* [SHORT EXERCISE A]
Reproduce the entire passage on the Constitution's appointment clause, word for word.

* [SELECTION]
[Start]
The appellate panel's opinion will no doubt be reviewed either en banc or by the high bench, but for now it is one remarkably retrogressive and destabilizing interpretation of the Constitution's appointment clause. In times past, Presidents were presumed to be entitled to their own team, so the Senate showed special deference to executive nominees. Hamilton explained that the Senate confirmation role was intended as a protection against rank partisanship; it was not meant as a clog. Today, unfortunately, even highly capable men and women named to be judges are the frequent target of filibusters leaving ever more work in the courts undone.

The framers anticipated some of this back and forth, but they wanted ambition to check ambition, and so they also provided a means to keep the naysayers from blocking the policy of the political party that achieved majority approval at the last election. Civility in politics would be a wonderful thing to restore and I have shared some ideas on this with the White House, but the Constitution is actually so well designed -- if fairly interpreted -- that the elected President and executive administration is not consigned to prayer and pleading to be about the people's business. In particular in this context, the founders gave the President the practical power of self-help when a vacancy occurs while the Senate goes into recess leaving a post vacant not as a result of a presidential failure to nominate or even an honest disapproval of the president's choice, but because of deliberate gamesmanship of the filibuster variety and other holds and delays that frankly mar the reputation of the Senate as the greatest deliberative body.
[End]
* [INFORMATION GIVEN]
[Start]
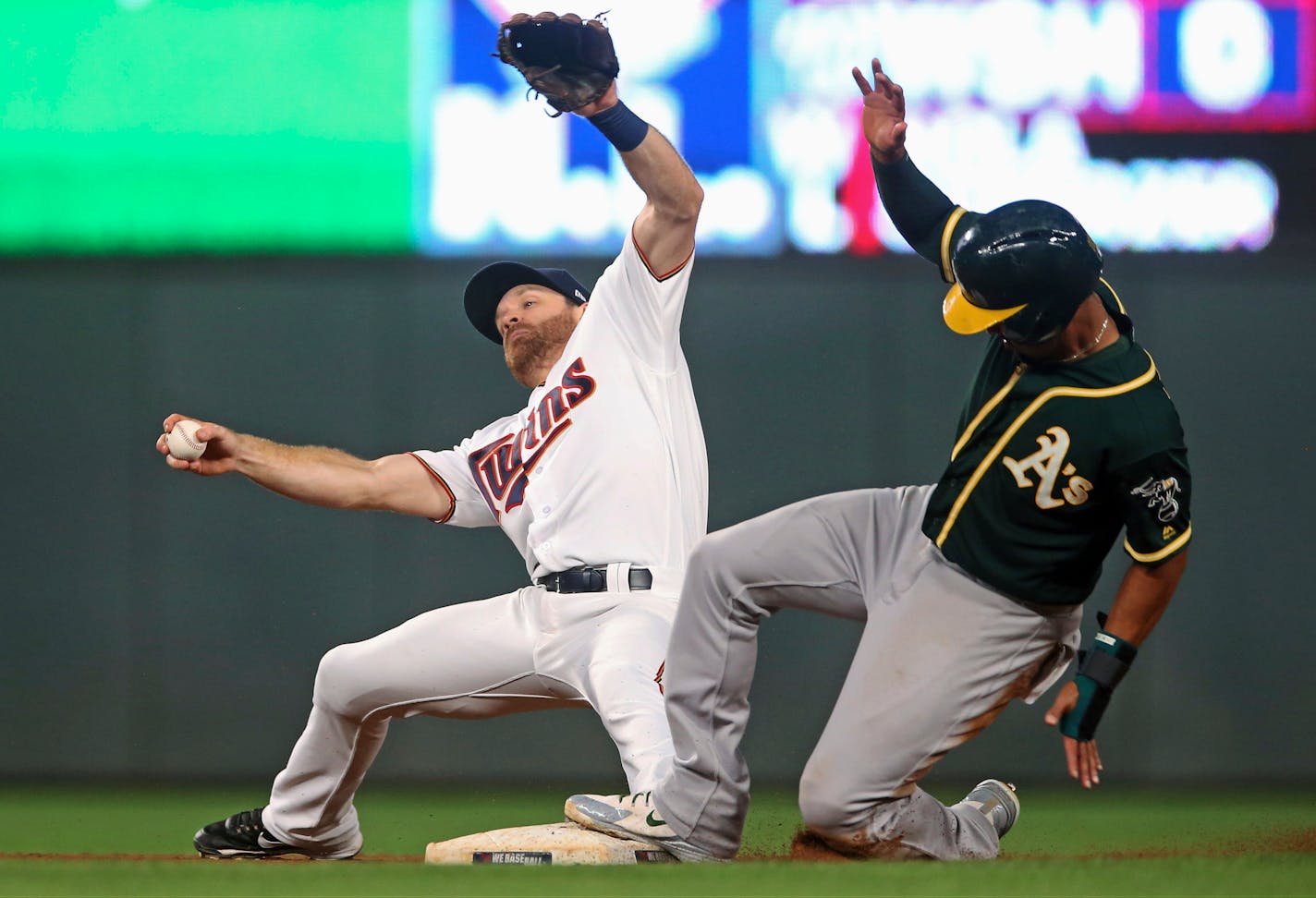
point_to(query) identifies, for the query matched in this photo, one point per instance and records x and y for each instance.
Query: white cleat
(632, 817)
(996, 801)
[End]
[Start]
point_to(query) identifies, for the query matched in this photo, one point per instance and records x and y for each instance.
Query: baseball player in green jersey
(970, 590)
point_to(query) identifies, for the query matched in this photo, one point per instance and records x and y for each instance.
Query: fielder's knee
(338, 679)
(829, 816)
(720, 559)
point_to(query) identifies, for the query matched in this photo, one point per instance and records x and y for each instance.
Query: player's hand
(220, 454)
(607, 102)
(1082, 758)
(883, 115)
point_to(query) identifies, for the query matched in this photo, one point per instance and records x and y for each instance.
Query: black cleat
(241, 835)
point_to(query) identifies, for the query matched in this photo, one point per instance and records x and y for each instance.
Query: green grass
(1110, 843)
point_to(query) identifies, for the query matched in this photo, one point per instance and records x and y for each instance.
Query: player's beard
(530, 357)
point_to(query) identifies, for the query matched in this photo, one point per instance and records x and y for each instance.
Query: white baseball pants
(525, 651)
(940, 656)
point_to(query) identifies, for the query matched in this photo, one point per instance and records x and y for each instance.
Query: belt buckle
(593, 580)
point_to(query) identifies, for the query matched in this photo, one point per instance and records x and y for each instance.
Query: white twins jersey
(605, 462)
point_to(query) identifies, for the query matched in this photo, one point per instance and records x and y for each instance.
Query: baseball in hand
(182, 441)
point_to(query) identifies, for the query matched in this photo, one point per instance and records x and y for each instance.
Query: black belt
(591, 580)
[End]
* [SHORT EXERCISE B]
Gather every line in the rows that contains the string "hand".

* [WRITTEN SOLUTION A]
The appellate panel's opinion will no doubt be reviewed either en banc or by the high bench, but for now it is one remarkably retrogressive and destabilizing interpretation of the Constitution's appointment clause. In times past, Presidents were presumed to be entitled to their own team, so the Senate showed special deference to executive nominees. Hamilton explained that the Senate confirmation role was intended as a protection against rank partisanship; it was not meant as a clog. Today, unfortunately, even highly capable men and women named to be judges are the frequent target of filibusters leaving ever more work in the courts undone.

The framers anticipated some of this back and forth, but they wanted ambition to check ambition, and so they also provided a means to keep the naysayers from blocking the policy of the political party that achieved majority approval at the last election. Civility in politics would be a wonderful thing to restore and I have shared some ideas on this with the White House, but the Constitution is actually so well designed -- if fairly interpreted -- that the elected President and executive administration is not consigned to prayer and pleading to be about the people's business. In particular in this context, the founders gave the President the practical power of self-help when a vacancy occurs while the Senate goes into recess leaving a post vacant not as a result of a presidential failure to nominate or even an honest disapproval of the president's choice, but because of deliberate gamesmanship of the filibuster variety and other holds and delays that frankly mar the reputation of the Senate as the greatest deliberative body.

* [WRITTEN SOLUTION B]
Query: player's hand
Query: baseball in hand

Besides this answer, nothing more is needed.